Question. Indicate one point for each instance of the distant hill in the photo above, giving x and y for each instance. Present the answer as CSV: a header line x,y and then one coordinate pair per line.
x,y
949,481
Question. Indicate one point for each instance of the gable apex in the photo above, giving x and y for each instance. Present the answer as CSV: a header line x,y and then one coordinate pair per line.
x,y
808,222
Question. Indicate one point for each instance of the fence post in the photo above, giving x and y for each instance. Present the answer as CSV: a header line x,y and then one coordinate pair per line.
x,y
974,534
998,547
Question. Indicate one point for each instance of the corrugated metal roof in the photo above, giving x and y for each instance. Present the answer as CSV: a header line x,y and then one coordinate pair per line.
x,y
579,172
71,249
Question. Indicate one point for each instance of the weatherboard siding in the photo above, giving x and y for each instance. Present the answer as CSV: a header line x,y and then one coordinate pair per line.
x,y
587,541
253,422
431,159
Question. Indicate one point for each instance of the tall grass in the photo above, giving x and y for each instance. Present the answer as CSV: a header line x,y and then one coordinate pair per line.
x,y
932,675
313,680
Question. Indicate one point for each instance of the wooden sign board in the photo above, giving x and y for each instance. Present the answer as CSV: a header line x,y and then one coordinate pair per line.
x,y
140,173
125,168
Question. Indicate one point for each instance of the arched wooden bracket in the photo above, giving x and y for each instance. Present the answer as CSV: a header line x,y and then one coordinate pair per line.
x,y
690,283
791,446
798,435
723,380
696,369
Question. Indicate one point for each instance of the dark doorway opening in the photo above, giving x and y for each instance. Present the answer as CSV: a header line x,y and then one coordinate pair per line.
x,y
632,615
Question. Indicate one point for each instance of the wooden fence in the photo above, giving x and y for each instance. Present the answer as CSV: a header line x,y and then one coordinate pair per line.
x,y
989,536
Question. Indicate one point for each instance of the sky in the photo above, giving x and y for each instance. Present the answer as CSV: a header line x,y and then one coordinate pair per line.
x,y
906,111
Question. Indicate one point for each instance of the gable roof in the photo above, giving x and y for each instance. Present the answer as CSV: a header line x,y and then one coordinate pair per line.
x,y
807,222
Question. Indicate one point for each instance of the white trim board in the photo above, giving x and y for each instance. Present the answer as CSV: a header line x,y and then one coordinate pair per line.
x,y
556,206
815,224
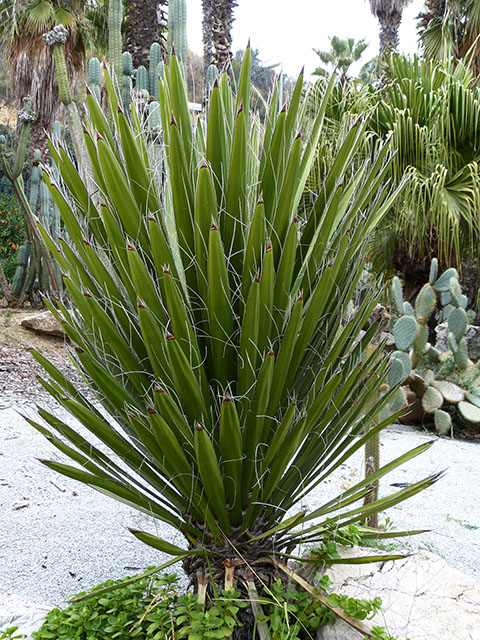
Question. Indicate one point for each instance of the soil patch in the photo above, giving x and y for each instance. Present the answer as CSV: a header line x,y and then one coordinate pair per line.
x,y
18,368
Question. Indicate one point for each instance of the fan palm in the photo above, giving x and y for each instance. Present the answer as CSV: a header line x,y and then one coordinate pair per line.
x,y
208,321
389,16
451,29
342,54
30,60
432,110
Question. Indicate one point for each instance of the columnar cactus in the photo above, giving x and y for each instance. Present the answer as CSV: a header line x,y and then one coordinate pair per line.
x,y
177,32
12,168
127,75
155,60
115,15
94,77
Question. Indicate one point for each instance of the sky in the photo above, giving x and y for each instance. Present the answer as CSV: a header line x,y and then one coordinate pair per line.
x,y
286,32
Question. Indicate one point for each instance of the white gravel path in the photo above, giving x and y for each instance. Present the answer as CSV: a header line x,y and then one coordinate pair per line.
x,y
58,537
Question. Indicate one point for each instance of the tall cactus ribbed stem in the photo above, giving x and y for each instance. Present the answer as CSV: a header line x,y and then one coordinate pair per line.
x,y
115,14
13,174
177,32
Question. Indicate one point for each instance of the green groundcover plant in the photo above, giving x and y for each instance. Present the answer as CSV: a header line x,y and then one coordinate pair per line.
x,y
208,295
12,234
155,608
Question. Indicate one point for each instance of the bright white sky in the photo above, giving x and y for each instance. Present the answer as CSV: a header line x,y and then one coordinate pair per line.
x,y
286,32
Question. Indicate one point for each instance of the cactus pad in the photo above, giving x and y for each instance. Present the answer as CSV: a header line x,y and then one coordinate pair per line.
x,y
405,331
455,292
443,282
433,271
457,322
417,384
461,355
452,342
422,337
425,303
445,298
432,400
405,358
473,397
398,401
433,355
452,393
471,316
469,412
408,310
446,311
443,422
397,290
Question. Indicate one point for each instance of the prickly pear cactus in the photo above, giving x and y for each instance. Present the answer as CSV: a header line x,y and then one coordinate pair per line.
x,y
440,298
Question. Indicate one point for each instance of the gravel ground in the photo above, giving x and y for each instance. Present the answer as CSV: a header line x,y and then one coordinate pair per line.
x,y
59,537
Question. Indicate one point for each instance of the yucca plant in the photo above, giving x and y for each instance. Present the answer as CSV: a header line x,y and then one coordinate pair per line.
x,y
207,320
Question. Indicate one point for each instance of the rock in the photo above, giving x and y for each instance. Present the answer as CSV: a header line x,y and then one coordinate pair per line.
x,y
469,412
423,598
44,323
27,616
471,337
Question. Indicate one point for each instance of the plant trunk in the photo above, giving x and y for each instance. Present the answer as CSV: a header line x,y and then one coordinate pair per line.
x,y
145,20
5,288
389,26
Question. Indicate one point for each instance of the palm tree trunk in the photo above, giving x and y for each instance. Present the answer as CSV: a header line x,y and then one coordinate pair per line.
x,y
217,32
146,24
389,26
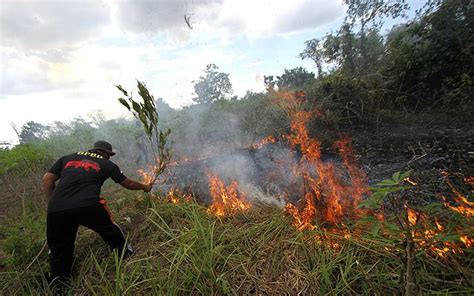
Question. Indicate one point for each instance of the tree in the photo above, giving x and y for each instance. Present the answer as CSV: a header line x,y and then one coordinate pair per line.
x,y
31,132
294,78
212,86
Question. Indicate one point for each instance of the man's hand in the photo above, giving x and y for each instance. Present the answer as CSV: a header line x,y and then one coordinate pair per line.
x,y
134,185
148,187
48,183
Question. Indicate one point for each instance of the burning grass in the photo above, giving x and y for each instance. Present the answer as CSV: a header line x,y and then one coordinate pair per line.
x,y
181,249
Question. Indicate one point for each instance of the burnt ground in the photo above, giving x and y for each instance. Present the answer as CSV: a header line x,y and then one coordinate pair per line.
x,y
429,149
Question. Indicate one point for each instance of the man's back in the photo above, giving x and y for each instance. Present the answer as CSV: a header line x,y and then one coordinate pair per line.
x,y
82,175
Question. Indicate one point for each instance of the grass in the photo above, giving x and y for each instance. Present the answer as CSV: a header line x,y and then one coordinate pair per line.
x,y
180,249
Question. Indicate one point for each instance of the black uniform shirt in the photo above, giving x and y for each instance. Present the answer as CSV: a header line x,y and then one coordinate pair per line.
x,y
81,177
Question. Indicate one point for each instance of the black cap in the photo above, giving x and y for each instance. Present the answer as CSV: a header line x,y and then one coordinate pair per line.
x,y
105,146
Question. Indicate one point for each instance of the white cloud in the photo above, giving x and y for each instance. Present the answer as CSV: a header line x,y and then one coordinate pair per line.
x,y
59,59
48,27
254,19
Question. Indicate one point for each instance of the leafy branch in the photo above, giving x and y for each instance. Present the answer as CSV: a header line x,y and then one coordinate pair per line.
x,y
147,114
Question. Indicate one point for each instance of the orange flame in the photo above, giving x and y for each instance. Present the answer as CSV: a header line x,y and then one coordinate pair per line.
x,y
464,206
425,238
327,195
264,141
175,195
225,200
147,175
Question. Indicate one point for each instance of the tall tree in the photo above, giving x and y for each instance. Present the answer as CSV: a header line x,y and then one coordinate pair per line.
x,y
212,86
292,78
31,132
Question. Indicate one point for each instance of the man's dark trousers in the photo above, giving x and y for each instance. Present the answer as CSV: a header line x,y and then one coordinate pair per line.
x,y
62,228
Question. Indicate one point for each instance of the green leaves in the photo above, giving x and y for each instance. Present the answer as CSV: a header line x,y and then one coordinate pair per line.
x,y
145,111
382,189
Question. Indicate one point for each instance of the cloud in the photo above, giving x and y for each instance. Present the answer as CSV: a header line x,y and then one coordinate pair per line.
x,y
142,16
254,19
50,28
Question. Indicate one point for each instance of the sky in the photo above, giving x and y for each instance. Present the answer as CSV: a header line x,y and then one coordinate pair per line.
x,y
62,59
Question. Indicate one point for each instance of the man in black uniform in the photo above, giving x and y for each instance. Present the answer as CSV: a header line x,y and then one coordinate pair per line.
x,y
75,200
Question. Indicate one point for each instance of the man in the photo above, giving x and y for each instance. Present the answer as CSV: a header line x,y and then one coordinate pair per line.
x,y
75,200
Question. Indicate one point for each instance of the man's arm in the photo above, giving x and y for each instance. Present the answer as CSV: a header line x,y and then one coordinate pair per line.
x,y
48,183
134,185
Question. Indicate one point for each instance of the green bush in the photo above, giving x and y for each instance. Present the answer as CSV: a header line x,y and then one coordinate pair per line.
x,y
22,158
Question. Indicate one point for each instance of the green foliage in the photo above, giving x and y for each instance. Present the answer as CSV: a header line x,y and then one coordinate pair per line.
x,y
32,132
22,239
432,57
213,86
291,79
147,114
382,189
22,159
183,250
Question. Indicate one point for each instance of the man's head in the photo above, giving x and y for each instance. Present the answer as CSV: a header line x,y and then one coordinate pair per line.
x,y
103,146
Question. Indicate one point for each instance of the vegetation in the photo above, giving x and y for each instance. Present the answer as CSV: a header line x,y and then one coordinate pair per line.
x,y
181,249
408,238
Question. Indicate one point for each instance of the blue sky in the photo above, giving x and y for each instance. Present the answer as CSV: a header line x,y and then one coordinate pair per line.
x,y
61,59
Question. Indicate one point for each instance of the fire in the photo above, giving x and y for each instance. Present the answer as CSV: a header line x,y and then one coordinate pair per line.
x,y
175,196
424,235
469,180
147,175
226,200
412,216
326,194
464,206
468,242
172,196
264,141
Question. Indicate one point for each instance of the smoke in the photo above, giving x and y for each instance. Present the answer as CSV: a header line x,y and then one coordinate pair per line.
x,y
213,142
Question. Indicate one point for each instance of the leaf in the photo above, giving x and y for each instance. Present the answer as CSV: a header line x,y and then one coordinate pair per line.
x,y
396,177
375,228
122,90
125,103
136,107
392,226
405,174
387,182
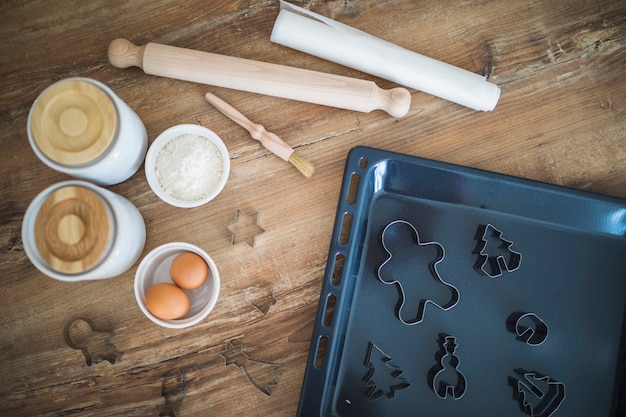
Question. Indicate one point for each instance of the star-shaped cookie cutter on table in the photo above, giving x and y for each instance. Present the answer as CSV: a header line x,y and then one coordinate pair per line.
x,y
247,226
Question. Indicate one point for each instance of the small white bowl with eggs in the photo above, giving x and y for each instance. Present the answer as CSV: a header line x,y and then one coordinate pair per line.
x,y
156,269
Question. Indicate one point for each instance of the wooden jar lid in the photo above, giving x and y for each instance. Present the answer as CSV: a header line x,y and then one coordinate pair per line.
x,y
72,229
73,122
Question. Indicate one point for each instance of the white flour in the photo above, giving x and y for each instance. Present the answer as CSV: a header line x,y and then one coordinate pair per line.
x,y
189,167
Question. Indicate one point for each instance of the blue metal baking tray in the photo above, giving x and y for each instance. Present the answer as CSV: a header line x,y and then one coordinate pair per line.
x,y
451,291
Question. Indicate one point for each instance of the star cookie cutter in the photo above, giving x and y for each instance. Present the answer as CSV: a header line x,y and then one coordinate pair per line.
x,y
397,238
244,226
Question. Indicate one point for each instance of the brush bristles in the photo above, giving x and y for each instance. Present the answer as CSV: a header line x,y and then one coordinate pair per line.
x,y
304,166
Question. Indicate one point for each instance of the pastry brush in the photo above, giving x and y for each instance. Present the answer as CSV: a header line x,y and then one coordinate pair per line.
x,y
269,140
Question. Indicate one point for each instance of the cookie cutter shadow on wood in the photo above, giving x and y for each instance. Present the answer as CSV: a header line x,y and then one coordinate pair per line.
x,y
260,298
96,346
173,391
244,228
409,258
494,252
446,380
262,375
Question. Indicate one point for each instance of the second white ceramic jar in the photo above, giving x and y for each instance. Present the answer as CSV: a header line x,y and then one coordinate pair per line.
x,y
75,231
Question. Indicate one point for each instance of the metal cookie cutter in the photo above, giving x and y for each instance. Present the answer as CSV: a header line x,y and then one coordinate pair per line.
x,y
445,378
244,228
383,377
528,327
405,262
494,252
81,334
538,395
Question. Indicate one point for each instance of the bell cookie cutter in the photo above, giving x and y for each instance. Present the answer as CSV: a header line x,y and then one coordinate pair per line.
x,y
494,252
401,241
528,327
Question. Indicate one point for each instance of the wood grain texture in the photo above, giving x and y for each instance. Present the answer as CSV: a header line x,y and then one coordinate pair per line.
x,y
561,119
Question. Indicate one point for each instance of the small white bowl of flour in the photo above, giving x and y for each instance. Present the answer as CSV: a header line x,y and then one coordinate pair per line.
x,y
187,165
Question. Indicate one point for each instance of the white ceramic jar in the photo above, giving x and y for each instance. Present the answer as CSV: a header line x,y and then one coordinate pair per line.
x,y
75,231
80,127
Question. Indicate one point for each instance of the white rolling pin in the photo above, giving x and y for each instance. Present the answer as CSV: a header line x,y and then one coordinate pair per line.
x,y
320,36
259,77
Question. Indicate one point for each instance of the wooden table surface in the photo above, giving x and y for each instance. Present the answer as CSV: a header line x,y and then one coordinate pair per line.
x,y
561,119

Activity = Exactly as they appear, print the lines from the one holding "Question. Indicate one point for each instance of the wood grain" through the final line of the entries, and no others.

Problem solution =
Question. Indicate one point for each instance of the wood grain texture in the photo above, giving x and y for each instance. Present the answer as CSV: a header line x,y and then one coordinate pair per line.
x,y
561,119
Question. Indicate one point for each instance of the small white bowl of flour in the photo above, giving x and y for each instance. Present the answer as CSV: a header line x,y and then one coordinate pair per line.
x,y
187,165
Question. Indicate one point for each instance of the white ceramic jar in the photo above, giving x and y for each instance. Present the answer as CSV: a header line x,y and then one coordinate pair per line.
x,y
75,231
80,127
Question. Indicate one point for each instance of the white rolling pin in the photo above, giving x and y for each instance. Present the answer as CSV: a header line x,y and then one coordinate pair per line.
x,y
320,36
259,77
Question. Indicate one point for each instance of the wooden table surface in the photo above, giving x and y for each instance. Present the answer as CSV: a header line x,y and then one coordinate pair per line.
x,y
561,119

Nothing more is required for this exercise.